Путь к тотальной войне
Концентрация всей экономической власти в руках государства не была бы необходима и не оправдывала бы себя, если бы ее главной целью не было установление порядка, с одной стороны, и ведение войн с соседями — с другой. Уже Гоббс, человек, который в действительности изобрел государство, был готов пожертвовать любого рода свободой (включая в особенности свободу мысли) ради достижения мира. С его точки зрения, любое правительство было лучше, чем отсутствие правительства. Пережив две тотальных войны на протяжении одного поколения и воочию убедившись, чего государства и правительства действительно могут достичь на пути войны и разрушения, если захотят, нам, вероятно, лучше судить об этом.
Как отмечалось в предыдущем разделе, вскоре за учреждением института современного государства последовали события, которые в целом получили известность как «революция в военном деле»[610]. До сих пор ни один европейский правитель не имел более нескольких десятков тысяч человек под своим командованием. Так, в битве при Рокруа, которая в 1643 г. привела к тому, что роль самой могущественной державы того времени перешла от Испании к Франции, участвовали в общей сложности всего лишь 48 тыс. человек. Тремя десятилетиями позже войска, собираемые Людовиком XIV и его соперниками, уже исчислялись сотнями тысяч. Такой рост не мог продолжаться непрерывно, и на протяжении XVIII в. в масштабах наземных боевых действий наблюдалась стагнация. Битва при Малплаке (1709), в которой с обеих сторон приняли участие в общей сложности 200 тыс. французских, имперских, британских и голландских солдат, стала самой крупной в европейской истории до Наполеона, в то время как армии Людовика XV, с которыми он вел Семилетнюю войну, были едва ли больше, чем войска его прадеда, Людовика XIV[611].

**Фрагменты данных:**
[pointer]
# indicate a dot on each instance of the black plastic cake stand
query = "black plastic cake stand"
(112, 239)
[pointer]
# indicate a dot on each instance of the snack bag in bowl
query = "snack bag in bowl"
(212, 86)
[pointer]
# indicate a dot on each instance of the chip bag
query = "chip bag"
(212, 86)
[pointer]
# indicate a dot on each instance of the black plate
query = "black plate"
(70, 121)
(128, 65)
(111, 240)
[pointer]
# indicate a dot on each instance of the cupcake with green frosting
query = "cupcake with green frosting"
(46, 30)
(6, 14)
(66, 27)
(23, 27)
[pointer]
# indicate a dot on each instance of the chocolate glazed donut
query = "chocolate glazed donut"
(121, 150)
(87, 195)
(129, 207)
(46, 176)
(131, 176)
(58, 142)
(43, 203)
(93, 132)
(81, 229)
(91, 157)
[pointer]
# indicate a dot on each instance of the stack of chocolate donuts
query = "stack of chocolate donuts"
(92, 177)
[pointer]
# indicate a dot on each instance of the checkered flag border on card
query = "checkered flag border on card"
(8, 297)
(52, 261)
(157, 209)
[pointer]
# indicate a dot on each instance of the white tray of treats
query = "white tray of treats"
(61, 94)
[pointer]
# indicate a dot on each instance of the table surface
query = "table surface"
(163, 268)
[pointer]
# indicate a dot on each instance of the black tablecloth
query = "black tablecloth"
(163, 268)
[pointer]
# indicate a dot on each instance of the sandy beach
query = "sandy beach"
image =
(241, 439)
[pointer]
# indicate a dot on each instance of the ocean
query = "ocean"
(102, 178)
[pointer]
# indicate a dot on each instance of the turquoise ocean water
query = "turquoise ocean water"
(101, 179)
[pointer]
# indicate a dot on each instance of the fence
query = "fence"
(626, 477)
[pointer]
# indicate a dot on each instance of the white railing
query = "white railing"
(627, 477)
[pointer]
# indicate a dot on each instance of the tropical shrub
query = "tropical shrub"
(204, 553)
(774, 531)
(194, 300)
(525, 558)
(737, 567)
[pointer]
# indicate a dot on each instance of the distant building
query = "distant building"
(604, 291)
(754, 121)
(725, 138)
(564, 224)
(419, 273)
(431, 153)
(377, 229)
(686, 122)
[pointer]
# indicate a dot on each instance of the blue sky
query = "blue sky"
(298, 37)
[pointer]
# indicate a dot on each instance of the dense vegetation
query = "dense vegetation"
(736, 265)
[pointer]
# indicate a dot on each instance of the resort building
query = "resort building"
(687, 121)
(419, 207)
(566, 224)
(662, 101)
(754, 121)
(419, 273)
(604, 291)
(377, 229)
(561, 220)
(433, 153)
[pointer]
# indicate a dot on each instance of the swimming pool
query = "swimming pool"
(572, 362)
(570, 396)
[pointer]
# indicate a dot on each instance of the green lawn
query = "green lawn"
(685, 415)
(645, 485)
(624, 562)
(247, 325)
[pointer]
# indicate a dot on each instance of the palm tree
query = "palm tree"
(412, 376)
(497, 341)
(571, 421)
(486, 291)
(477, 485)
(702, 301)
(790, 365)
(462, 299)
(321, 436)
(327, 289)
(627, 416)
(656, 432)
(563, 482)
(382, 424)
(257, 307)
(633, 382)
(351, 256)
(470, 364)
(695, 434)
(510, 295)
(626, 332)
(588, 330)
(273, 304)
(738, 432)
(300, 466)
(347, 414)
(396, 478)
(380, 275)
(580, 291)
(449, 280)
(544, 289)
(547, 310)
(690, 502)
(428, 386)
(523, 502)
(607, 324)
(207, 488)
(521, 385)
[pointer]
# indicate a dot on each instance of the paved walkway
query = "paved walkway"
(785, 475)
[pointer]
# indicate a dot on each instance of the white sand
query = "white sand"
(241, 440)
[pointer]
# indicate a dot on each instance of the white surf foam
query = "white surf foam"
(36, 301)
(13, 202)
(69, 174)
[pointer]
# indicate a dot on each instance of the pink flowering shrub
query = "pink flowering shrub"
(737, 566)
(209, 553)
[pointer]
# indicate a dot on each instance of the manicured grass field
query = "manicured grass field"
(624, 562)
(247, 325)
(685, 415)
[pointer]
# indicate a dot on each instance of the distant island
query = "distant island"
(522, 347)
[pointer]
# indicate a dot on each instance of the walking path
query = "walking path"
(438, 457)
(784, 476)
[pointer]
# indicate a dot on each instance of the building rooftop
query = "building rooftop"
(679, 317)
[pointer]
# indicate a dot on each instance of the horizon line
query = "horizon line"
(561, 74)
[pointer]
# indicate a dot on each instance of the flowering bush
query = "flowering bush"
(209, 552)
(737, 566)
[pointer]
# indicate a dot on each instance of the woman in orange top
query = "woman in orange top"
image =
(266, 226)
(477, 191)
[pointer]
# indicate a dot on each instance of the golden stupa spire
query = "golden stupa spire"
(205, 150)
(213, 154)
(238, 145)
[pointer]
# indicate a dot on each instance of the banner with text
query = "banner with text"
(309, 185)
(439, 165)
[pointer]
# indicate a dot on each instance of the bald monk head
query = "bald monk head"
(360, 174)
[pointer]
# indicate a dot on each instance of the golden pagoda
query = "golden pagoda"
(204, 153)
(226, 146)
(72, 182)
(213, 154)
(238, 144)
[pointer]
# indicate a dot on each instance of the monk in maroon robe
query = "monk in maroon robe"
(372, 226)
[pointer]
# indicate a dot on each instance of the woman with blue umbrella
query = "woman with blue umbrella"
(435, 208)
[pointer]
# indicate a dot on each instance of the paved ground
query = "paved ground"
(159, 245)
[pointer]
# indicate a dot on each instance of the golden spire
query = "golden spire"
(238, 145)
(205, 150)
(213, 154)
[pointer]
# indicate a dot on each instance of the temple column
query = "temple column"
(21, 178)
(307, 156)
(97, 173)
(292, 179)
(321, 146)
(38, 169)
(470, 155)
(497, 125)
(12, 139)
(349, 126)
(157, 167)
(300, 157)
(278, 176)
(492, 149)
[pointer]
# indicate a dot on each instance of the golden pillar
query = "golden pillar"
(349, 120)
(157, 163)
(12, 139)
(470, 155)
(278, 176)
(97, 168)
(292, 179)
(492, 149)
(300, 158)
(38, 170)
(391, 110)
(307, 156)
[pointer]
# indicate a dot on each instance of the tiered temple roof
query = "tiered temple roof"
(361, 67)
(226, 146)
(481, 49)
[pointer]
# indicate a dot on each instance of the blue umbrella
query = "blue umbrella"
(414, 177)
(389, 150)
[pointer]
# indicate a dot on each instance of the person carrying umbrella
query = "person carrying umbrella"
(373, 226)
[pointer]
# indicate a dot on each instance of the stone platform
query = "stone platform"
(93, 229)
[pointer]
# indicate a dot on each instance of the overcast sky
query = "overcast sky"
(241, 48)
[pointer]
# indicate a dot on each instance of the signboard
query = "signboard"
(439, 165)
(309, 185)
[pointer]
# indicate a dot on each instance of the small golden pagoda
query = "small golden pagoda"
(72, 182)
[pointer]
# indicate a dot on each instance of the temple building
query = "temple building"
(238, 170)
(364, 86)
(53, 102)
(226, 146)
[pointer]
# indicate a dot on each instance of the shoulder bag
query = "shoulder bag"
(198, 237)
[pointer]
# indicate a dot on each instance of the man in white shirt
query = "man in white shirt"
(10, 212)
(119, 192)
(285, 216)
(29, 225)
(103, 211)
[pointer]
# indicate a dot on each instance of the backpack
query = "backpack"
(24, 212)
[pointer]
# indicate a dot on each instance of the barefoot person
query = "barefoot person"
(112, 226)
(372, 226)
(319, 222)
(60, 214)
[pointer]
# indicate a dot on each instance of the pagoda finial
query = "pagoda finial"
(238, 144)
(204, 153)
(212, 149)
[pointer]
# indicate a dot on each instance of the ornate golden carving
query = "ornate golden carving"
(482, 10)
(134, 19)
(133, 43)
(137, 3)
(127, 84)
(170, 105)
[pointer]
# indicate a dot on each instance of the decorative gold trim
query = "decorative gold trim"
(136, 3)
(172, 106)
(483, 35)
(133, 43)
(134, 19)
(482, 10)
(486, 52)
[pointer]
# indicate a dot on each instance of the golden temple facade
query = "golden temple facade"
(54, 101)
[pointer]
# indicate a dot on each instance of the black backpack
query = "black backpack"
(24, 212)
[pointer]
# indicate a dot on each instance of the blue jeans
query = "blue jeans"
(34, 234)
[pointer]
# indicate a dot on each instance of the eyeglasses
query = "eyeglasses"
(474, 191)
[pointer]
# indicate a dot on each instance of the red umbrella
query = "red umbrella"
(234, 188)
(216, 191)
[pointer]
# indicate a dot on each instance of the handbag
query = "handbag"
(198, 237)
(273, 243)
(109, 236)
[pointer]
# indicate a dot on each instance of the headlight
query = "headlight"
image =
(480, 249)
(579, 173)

**Список задач:**
**1.** Перепишите дословно часть отрывка о пути к тотальной войне: начните со слов «Путь к тотальной» и остановитесь после слов «судить об этом.».
**2.** Подхватите изложение в отрывке о пути к тотальной войне и продолжите его с того места, на котором он заканчивается.

**Ответы по задачам:**
**1.**
Путь к тотальной войне
Концентрация всей экономической власти в руках государства не была бы необходима и не оправдывала бы себя, если бы ее главной целью не было установление порядка, с одной стороны, и ведение войн с соседями — с другой. Уже Гоббс, человек, который в действительности изобрел государство, был готов пожертвовать любого рода свободой (включая в особенности свободу мысли) ради достижения мира. С его точки зрения, любое правительство было лучше, чем отсутствие правительства. Пережив две тотальных войны на протяжении одного поколения и воочию убедившись, чего государства и правительства действительно могут достичь на пути войны и разрушения, если захотят, нам, вероятно, лучше судить об этом.

**2.**
Если масштаб военных действий на суше не сильно увеличился, то XVIII в. засвидетельствовал всплеск военных операций на море. Главными морскими державами XVII в. были Испания (которая до 1660 г. была заодно с Португалией) и Голландия; но теперь их флот выглядел бледно на фоне британского и французского. Поставленные на прочную организационную основу такими людьми, как Сэмюэль Пипе и Кольбер, британский и французский флоты в разное время имели от 50 до 150 так называемых линейных кораблей. Каждый из них имел водоизмещение примерно 1 тыс. т. и был оснащен бронзовыми пушками в количестве от 80 до 120, каждая из которых весила до 3 т, не говоря уже о бесчисленном количестве менее крупных судов, называвшихся по-разному и использовавшихся для различных целей, от доставки донесений до действий на морских коммуникациях противника[612]. Обеспеченные навигационными приборами, такими как секстант, которые значительно превосходили все ранее известное в истории, эти парусные армады впервые дали своим владельцам возможность почти неограниченного передвижения. Вскоре не осталось ни одного континента и ни одного моря, на котором они не сразились бы друг с другом, часто в довольно значительных масштабах, когда десятки французских, британских и испанских кораблей сталкивались в водах Дальнего Востока или островов Вест-Индии. Таким образом, война за испанское наследство открыла эпоху глобальной войны — эпоху, которая, возможно, только теперь подходит к концу благодаря распаду одной из так называемых сверхдержав и растущему нежеланию других жертвовать своими молодыми людьми.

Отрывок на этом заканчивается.